INFORMATION SUPPLIED Block Start

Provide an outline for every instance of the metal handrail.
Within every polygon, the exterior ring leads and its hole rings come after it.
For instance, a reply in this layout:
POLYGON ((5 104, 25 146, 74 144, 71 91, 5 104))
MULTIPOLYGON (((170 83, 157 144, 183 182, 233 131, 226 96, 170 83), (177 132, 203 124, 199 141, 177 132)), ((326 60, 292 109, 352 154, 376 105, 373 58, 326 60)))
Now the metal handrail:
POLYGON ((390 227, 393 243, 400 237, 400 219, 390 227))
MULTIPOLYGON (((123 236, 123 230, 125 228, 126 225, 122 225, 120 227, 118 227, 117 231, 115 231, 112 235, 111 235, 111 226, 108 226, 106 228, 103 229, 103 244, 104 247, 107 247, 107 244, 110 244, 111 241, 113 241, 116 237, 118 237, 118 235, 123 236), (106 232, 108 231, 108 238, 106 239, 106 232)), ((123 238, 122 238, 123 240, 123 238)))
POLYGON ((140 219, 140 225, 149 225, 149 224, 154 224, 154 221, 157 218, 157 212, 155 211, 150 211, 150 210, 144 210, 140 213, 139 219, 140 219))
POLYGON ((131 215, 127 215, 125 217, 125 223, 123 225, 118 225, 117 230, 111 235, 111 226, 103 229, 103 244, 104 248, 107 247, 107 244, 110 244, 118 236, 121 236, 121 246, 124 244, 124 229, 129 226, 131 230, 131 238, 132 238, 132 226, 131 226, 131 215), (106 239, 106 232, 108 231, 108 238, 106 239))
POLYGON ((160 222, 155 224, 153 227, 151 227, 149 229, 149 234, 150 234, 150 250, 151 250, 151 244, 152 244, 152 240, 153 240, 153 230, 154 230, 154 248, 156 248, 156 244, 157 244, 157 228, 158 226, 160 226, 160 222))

INFORMATION SUPPLIED Block End

**YOUR TASK**: Wherever a line in the data above holds "every", copy that line.

**EXPECTED OUTPUT**:
Provide an outline for every instance of the metal handrail.
Within every polygon, the exterior ring leads and its hole rings come after it.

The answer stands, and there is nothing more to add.